BEGIN

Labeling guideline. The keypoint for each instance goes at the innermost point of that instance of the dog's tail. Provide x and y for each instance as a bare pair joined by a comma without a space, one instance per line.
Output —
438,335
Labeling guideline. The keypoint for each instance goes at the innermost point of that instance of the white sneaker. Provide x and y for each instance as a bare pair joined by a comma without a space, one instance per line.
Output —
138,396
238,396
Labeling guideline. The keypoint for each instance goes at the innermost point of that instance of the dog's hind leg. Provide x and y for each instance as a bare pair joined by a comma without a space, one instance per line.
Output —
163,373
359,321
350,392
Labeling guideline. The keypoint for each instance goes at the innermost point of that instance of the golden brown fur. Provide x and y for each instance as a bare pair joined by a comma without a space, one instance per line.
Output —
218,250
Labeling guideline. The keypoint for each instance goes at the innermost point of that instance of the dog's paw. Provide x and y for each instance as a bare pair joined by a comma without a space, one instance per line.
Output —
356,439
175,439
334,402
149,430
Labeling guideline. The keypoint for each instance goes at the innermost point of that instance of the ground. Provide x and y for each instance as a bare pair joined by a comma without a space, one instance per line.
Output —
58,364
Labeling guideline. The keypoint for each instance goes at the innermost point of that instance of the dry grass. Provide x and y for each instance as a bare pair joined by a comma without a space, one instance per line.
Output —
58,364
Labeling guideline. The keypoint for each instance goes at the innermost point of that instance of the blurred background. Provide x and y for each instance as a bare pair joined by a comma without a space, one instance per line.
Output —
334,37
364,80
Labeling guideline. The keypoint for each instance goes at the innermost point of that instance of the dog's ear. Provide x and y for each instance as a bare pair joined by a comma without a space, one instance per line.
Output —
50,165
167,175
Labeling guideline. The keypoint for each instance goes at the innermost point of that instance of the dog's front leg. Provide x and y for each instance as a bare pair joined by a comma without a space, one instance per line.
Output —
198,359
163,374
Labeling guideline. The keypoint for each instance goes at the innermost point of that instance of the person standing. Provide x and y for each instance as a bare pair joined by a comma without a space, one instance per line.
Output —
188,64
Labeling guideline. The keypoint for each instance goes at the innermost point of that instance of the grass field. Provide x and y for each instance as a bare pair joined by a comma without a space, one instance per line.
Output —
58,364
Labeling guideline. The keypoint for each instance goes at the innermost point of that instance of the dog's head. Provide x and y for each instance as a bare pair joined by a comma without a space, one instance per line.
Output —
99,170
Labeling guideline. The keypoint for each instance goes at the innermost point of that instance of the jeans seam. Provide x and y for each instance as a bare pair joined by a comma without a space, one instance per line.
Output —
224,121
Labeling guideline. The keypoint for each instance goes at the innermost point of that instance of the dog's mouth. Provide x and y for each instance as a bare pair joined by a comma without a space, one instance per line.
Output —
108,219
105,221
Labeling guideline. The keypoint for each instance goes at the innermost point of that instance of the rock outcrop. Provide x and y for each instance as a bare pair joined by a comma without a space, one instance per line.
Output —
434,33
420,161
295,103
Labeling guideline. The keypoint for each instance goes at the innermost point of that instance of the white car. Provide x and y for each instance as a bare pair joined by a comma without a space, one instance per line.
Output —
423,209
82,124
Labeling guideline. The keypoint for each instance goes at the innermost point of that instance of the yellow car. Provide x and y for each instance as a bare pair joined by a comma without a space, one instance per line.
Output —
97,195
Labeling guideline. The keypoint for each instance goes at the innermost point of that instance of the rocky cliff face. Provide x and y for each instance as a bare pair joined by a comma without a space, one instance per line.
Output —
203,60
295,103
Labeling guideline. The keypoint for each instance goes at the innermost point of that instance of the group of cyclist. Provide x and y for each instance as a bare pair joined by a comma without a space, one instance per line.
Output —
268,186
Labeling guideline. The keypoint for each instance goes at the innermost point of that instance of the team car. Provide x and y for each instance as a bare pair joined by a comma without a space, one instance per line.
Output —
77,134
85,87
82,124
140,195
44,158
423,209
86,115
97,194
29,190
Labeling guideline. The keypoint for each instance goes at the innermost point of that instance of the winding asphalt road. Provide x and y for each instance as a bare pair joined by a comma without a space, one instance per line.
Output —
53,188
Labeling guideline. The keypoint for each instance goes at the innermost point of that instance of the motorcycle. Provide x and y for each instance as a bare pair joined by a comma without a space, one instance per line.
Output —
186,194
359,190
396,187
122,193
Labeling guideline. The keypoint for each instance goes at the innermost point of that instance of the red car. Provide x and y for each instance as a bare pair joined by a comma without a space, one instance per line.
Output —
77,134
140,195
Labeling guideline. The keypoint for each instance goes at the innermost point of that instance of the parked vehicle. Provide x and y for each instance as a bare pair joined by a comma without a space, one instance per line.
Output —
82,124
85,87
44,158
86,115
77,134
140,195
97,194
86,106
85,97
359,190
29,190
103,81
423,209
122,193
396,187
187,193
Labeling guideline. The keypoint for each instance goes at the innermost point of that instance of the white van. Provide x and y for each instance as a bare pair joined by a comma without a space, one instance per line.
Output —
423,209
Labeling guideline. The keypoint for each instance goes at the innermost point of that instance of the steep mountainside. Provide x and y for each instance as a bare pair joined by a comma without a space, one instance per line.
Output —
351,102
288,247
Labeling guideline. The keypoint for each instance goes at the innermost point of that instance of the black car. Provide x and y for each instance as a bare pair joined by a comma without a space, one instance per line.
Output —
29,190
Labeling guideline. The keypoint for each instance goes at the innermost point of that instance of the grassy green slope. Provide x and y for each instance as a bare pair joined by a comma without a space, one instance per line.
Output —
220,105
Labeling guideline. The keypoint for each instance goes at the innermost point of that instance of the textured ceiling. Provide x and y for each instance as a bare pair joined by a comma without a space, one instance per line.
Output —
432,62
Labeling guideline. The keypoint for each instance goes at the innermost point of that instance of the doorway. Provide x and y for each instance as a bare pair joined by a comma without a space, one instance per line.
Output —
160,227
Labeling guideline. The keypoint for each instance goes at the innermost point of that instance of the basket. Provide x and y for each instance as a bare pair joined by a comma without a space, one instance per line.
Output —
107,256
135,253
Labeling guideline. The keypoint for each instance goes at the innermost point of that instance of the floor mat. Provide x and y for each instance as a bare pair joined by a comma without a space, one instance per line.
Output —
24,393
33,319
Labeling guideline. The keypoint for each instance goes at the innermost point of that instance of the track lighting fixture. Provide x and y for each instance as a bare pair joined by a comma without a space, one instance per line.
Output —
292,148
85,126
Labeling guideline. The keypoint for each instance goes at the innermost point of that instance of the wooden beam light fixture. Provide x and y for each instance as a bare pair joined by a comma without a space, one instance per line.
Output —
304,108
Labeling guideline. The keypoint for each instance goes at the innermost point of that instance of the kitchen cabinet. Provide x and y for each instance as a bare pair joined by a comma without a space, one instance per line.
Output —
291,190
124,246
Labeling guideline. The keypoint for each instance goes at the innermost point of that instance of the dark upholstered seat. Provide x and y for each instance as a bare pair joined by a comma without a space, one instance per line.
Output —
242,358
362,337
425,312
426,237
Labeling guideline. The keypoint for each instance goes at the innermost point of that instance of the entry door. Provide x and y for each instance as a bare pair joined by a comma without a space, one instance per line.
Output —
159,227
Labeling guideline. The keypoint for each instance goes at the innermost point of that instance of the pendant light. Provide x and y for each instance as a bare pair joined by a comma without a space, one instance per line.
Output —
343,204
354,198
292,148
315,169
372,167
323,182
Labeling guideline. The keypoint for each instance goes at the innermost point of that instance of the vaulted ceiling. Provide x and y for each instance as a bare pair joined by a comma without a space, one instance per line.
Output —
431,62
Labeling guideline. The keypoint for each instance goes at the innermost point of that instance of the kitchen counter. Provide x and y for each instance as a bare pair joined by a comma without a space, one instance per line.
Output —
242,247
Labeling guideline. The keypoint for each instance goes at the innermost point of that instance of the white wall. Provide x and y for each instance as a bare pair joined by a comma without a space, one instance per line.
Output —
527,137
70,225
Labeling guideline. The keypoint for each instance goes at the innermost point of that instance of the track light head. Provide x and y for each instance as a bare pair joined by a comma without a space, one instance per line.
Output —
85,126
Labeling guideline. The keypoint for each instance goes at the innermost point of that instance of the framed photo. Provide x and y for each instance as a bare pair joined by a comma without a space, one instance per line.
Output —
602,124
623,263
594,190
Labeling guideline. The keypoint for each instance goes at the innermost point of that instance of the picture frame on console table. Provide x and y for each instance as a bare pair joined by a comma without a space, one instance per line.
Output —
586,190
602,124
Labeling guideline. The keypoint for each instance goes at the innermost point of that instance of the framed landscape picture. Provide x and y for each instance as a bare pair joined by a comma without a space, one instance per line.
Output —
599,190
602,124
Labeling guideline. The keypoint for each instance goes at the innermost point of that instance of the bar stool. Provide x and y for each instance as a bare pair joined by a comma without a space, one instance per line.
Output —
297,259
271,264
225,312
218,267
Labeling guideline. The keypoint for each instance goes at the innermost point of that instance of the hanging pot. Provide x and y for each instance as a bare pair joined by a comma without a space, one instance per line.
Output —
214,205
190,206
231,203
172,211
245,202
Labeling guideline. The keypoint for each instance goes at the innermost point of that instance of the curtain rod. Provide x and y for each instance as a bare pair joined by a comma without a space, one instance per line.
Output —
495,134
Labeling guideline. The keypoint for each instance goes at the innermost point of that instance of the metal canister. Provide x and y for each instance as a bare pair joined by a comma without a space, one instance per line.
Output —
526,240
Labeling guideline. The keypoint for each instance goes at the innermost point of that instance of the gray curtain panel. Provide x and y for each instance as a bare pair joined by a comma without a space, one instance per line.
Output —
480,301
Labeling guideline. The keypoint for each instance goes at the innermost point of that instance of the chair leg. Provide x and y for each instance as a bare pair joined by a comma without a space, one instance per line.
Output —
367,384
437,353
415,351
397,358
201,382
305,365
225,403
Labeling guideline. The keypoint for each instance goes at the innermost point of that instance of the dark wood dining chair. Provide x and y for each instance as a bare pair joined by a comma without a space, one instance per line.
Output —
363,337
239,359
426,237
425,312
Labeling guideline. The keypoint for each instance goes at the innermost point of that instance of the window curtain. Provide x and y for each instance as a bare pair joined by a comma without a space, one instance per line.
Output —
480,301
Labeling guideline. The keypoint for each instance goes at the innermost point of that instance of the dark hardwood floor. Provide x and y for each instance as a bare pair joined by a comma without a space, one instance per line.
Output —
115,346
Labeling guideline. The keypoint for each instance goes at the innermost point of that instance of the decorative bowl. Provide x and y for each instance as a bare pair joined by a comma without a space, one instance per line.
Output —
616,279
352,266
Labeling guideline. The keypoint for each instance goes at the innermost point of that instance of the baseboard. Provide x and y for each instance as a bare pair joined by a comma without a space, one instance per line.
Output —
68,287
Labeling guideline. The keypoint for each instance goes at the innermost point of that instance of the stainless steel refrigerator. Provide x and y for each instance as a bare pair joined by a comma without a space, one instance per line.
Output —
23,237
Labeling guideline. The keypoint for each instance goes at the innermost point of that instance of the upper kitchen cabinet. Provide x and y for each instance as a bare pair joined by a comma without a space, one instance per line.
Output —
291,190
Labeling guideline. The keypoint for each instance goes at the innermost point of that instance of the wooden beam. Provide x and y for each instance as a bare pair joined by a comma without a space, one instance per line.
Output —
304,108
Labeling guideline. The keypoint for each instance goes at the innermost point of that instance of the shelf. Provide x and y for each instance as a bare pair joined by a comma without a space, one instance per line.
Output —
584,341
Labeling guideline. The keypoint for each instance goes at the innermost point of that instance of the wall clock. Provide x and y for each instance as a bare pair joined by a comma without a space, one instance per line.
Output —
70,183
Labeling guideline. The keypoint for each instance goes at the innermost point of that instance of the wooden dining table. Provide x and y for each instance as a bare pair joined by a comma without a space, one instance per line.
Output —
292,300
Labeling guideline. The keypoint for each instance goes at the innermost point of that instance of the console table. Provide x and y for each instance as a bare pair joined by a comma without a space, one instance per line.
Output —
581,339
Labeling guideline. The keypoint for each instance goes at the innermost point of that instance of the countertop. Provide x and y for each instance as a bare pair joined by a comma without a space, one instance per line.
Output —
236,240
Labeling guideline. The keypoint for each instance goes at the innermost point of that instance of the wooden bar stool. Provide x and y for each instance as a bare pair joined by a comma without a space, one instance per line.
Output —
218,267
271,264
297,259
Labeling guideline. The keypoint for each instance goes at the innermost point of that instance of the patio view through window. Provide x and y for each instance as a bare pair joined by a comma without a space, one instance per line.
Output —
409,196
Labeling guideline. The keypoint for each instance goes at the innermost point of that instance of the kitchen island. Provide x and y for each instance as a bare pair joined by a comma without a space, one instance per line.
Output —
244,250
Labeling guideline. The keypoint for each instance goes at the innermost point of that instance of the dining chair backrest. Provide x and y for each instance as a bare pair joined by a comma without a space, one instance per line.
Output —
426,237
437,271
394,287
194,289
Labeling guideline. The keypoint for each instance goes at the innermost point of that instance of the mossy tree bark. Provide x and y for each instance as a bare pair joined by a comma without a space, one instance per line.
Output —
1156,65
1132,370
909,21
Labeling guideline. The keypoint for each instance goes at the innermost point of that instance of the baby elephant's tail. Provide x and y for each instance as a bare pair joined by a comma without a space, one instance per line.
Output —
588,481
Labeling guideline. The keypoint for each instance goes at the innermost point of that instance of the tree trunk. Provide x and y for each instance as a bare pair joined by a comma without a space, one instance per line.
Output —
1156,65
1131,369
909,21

END

TASK:
Note which lines carry the word "track" in the material, then copy each of them.

SOLUTION BELOW:
Labeling guideline. The keypoint for each instance goes at the innermost point of that instance of the track lighting fixture. Provide x and y for each instance as a bare pair joined by a comma without a space, one instance per line.
Labeling guideline. The keypoint for each instance goes at the innermost point of that instance of the track light head. Provide x and y for each instance as a bare pair joined by a comma without a space, one instance per line.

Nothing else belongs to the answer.